(Exercise details): Retype the listing below in full, keeping every line and character unchanged.
>> Begin Information supplied
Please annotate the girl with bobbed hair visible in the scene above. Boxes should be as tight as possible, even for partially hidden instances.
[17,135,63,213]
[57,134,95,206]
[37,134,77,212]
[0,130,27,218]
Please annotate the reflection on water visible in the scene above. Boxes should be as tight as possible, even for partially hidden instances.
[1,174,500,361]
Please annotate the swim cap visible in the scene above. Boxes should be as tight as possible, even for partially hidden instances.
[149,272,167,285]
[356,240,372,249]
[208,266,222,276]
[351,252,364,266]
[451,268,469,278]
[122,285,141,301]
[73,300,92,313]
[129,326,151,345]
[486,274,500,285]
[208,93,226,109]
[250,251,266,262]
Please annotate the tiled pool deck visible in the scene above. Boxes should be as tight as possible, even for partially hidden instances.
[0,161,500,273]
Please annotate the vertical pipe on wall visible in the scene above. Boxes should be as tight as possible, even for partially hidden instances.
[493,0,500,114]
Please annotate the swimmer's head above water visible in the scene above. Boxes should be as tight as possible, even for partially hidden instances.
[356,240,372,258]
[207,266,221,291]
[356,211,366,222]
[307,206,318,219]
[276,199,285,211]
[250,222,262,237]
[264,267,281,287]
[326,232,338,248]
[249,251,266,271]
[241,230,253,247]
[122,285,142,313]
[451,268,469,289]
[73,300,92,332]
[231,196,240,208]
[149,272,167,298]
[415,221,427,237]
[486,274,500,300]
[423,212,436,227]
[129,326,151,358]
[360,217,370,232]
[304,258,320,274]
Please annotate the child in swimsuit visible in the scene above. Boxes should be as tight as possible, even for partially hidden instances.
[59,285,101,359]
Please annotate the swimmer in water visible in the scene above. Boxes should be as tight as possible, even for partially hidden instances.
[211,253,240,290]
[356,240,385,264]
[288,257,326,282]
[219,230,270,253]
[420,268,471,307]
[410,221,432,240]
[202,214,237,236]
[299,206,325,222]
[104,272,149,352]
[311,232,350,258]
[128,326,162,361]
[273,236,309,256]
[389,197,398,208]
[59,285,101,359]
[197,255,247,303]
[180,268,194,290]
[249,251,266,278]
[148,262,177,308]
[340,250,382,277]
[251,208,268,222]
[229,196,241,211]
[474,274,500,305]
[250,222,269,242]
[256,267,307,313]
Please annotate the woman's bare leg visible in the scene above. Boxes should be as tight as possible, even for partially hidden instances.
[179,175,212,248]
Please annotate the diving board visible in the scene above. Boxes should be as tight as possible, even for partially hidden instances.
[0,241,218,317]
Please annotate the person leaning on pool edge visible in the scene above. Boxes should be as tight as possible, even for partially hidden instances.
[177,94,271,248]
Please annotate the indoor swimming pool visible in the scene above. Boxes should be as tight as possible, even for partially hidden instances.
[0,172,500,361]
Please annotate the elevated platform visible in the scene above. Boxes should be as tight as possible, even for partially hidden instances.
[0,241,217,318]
>> End Information supplied
(Output for this exercise):
Please annotate the girl with bobbed hair visible in the scene above. Boxes should be as tight as possible, even for partially hidden instances.
[17,135,63,213]
[57,134,95,206]
[37,134,77,212]
[0,130,27,218]
Please annotate the reflection on water visible in the scene above. Boxes should be as tight as possible, even for partially hidden instances.
[1,174,500,361]
Please annotate the swim cap visible in the scene above. Boxes should be as tight as possible, even for partially hidden instances.
[149,272,167,285]
[356,240,372,249]
[208,266,222,276]
[351,252,364,266]
[451,268,469,278]
[122,285,141,301]
[73,300,92,313]
[129,326,151,345]
[486,274,500,285]
[208,93,226,109]
[250,251,266,262]
Please annotate the tiled pool deck visible in the scene above. Boxes should be as tight as possible, even for partially hidden instances.
[0,161,500,273]
Please annotate the vertical pipe on wall visible in the scene above. Boxes should be as tight as possible, even for partially hidden instances.
[493,0,500,114]
Please annotate the swimmer's head above water visible in the scene above. Boxes should be as tight as possible, even for partially hidden instances.
[356,240,372,258]
[207,266,221,291]
[356,211,366,222]
[307,206,318,219]
[276,199,285,211]
[250,222,262,237]
[264,267,281,287]
[326,232,338,248]
[249,251,266,271]
[241,230,253,247]
[122,285,142,313]
[451,268,469,289]
[73,300,92,332]
[231,196,240,208]
[149,272,167,298]
[415,221,427,237]
[486,274,500,300]
[423,212,436,227]
[129,326,151,358]
[360,217,370,232]
[304,258,320,274]
Please annotate the child in swimsuit visible in the scene above. Boxes should be as tight as possible, even for partially hidden instances.
[59,285,101,359]
Please annotate the swimmer in water visible in the scene above. Boxes should be as tight as possible, even for partially hidden instances.
[211,253,240,290]
[356,240,385,264]
[288,257,326,282]
[219,230,270,253]
[420,268,471,307]
[410,221,432,240]
[202,214,237,236]
[299,206,325,222]
[104,272,149,352]
[311,232,350,258]
[128,326,162,361]
[273,236,309,256]
[389,197,398,208]
[59,285,101,359]
[197,255,247,303]
[180,268,194,290]
[249,251,266,278]
[148,262,177,308]
[340,250,382,277]
[251,208,268,222]
[229,196,241,211]
[474,274,500,305]
[250,222,269,242]
[256,267,307,313]
Please annotate the woman's bare leg visible in the scene above. Boxes should be as tight as possible, even for partially hidden instances.
[179,175,212,248]
Please annotate the diving board visible in the scene above. Boxes should be as tight as possible, even for partially hidden instances.
[0,241,218,317]
Please annotate the person leaning on pool edge visible in the scene above. Boxes should be as tight as possible, even for partially hidden instances.
[177,94,271,248]
Please annotate the indoor swimming pool visible in the scene above. Boxes should be as tight as possible, even for partially hidden instances.
[0,172,500,361]
Please annotate the elevated platform visible in the scene above. Boxes should be as tight as possible, even for partially hidden instances.
[0,241,217,318]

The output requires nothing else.